**Given problem:**
Please reproduce, unchanged, the lines of the records starting with the line that contains "In this exercise you will indicate the building window" and going on through the line that contains "[(182, 132)]", with both of those lines included.
-=-=-
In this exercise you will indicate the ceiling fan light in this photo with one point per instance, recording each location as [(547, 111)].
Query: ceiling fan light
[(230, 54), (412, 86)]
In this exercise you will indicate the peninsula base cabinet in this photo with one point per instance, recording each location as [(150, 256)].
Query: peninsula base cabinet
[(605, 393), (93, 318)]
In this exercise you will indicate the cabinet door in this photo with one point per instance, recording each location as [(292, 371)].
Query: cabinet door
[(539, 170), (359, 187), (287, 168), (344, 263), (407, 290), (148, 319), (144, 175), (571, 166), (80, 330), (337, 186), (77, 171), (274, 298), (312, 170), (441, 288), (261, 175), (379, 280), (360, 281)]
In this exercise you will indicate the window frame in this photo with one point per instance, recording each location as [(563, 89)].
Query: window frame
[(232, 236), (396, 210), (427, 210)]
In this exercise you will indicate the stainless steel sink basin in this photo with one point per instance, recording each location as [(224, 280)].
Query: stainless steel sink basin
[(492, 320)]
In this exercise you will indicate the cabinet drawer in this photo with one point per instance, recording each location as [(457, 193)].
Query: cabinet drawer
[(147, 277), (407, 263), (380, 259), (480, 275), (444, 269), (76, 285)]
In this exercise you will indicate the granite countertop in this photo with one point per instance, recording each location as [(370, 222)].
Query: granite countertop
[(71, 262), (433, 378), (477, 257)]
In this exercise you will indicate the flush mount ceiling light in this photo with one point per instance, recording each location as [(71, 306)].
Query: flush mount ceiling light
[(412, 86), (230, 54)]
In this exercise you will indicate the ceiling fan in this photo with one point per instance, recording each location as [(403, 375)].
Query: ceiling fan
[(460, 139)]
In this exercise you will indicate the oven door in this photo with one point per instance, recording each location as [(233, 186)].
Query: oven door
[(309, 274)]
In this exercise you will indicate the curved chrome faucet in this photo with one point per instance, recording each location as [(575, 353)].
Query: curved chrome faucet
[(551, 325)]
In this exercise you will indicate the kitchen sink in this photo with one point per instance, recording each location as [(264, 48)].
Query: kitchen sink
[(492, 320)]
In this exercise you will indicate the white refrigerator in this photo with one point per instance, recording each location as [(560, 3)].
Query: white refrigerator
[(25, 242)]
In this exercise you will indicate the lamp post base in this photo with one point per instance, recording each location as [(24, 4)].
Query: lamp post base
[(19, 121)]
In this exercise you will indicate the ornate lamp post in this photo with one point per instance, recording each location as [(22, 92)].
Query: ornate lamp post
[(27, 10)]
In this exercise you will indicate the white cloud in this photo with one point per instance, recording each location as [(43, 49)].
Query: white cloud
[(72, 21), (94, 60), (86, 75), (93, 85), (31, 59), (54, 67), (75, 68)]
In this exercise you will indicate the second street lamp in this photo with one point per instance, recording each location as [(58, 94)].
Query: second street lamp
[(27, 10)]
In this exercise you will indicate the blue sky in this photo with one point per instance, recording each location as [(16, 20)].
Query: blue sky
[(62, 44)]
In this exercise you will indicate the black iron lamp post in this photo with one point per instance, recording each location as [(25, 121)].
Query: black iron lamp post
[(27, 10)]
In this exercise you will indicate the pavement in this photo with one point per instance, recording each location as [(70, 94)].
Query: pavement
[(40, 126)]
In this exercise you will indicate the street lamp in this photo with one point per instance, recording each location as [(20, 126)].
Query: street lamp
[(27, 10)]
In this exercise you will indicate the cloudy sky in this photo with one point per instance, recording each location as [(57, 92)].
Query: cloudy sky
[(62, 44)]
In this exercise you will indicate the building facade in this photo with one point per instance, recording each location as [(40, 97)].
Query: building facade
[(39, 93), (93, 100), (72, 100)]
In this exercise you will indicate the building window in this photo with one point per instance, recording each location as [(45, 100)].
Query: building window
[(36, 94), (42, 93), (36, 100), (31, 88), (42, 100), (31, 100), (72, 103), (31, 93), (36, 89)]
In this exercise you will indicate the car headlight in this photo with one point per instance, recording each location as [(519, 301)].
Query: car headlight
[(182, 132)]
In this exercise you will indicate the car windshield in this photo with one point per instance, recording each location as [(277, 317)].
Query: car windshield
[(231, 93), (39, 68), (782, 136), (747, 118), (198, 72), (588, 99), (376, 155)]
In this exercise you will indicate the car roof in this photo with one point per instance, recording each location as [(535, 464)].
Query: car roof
-=-=-
**Solution to the problem:**
In this exercise you will indicate the building window in this photo with one point per instance, recording each location as [(45, 100)].
Query: building window
[(36, 94), (42, 93), (36, 100), (31, 88), (42, 100), (31, 100), (72, 103), (31, 93), (36, 89)]
In this exercise you will indicate the car headlight in this photo with one point per instance, recording each location as [(519, 301)].
Query: car headlight
[(182, 132)]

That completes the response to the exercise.